Text shown Start Marker

15% of mothers reported binge drinking
Dr Borschmann says the research found that 15 per cent of mothers with a child aged five or older reported binge drinking in the past week.
“The reasons why women increase their drinking over the first five years after childbirth need to be explored in future studies.
“One of the important messages of our findings is that both men and women need to find different ways to put their brakes on their drinking during this time of life.
“The traditional combination of marriage, mortgage and kids no longer has any impact on men’s drinking, while motherhood only prompts women to have a brief reprieve from drinking.”
The research reported little change in the drinking patterns of men as they became fathers.
“Our results showed that men are not ‘maturing out’ of drinking when they become fathers as they once did,” Dr Borschmann says.
“One or two generations ago this transition was one where men cut down their drinking quite a bit, often because their wives weren’t drinking much, but our findings suggest that the transition to parenthood no longer makes any difference for men, and so that one powerful influence that helped men to cut down their drinking (i.e. becoming a father) is no longer active.

Text shown End Marker
Data Start Marker

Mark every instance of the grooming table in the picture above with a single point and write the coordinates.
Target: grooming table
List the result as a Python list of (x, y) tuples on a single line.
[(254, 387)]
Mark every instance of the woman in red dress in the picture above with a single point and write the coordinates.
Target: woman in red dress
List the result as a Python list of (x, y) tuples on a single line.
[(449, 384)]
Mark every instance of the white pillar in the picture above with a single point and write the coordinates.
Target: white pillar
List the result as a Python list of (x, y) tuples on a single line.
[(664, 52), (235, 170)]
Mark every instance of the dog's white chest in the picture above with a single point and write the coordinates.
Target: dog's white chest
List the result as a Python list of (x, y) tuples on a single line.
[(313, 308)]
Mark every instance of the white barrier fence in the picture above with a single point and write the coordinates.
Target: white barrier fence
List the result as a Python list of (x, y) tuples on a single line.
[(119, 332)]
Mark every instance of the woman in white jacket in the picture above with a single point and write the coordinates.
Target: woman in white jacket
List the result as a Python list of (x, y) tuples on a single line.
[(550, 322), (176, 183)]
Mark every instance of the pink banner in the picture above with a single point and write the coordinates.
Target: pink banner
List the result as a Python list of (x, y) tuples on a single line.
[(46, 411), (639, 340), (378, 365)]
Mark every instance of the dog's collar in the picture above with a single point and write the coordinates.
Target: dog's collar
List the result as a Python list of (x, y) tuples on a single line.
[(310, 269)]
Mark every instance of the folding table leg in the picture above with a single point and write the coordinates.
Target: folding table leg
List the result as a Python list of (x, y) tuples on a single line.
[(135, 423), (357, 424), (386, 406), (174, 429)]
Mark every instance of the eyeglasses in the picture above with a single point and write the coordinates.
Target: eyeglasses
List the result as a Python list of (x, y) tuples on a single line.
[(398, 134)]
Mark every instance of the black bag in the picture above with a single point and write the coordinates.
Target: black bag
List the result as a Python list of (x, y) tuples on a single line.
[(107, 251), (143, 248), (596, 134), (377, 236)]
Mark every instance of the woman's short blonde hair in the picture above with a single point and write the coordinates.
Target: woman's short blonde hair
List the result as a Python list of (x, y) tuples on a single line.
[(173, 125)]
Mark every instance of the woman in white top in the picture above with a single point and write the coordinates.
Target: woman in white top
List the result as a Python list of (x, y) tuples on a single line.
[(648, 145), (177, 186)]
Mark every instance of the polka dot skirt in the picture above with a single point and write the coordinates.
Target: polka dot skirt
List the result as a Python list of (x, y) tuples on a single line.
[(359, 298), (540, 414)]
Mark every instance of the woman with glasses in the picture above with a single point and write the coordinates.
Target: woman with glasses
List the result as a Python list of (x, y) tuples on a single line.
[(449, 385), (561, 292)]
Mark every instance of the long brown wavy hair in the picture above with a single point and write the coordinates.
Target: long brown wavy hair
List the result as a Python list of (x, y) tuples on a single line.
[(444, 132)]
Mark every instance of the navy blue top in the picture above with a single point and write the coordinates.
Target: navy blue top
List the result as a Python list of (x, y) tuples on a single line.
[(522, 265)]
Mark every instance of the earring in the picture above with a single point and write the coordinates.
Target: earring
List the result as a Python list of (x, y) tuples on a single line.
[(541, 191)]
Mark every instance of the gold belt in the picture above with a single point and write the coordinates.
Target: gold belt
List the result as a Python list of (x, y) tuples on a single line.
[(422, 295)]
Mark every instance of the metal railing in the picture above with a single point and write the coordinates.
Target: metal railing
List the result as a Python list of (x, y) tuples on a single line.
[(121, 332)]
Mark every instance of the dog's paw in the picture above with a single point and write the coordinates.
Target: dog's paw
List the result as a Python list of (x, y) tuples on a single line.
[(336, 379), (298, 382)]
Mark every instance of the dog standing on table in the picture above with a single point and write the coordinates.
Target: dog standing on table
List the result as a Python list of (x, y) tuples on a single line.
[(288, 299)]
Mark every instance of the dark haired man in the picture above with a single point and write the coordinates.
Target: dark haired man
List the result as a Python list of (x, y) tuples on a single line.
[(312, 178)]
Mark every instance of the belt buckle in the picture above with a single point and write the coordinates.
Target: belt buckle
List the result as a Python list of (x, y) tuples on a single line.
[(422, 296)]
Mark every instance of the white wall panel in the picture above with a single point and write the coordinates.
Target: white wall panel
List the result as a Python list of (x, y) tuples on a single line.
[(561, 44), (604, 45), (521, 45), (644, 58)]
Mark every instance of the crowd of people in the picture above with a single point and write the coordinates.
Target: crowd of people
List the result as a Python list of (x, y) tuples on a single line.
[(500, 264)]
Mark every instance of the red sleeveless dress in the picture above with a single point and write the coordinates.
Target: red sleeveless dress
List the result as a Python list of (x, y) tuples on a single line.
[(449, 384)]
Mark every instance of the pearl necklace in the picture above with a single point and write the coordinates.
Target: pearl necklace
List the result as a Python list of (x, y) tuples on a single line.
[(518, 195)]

Data End Marker

* About this exercise *
Rewrite the passage of the article on parents' drinking from "15% of mothers" up to and including "they became fathers.", replacing "binge drinking" with "heavy drinking". You can set the material aside; it isn't needed here.

* Response *
15% of mothers reported heavy drinking
Dr Borschmann says the research found that 15 per cent of mothers with a child aged five or older reported heavy drinking in the past week.
“The reasons why women increase their drinking over the first five years after childbirth need to be explored in future studies.
“One of the important messages of our findings is that both men and women need to find different ways to put their brakes on their drinking during this time of life.
“The traditional combination of marriage, mortgage and kids no longer has any impact on men’s drinking, while motherhood only prompts women to have a brief reprieve from drinking.”
The research reported little change in the drinking patterns of men as they became fathers.